[DATA SHOWN start]
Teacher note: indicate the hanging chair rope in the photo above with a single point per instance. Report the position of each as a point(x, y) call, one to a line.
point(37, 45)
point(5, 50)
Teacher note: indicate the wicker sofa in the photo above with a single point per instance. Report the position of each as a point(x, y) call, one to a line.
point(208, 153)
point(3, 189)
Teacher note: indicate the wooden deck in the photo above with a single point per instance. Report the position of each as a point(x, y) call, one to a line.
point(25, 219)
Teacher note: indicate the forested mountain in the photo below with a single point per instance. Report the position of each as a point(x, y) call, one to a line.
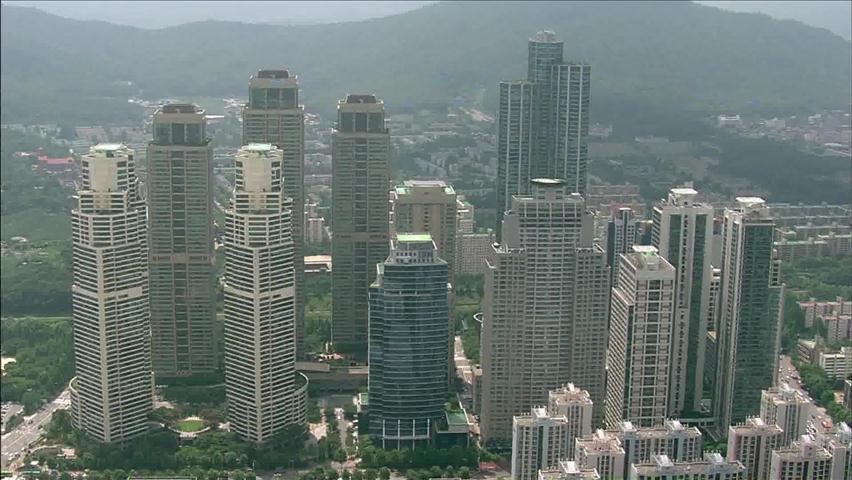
[DATA SHOWN end]
WHAT THE TASK REQUIRES
Transcribe the text of every entry above word for word, leaving the pictures out of your answer.

SOLUTION TO THE PROBLEM
Teacher note: indicate the hanging chair rope in the photo above with a single point per instance. Report the position of each as a point(x, y) call, one to a line.
point(37, 45)
point(5, 50)
Teacher note: indicate the wicker sofa in the photo above with a single point per instance. Report the position of each as a point(x, y) call, one to a line.
point(208, 153)
point(3, 189)
Teacher note: indicate the wooden deck in the photo above with a single point per instance. Report the position of each as a point(x, y) call, one to a line.
point(25, 219)
Teacher note: indicate the forested mountain in the photo below with a single point per instance. Report the position of each as a point(x, y) call, one to a line.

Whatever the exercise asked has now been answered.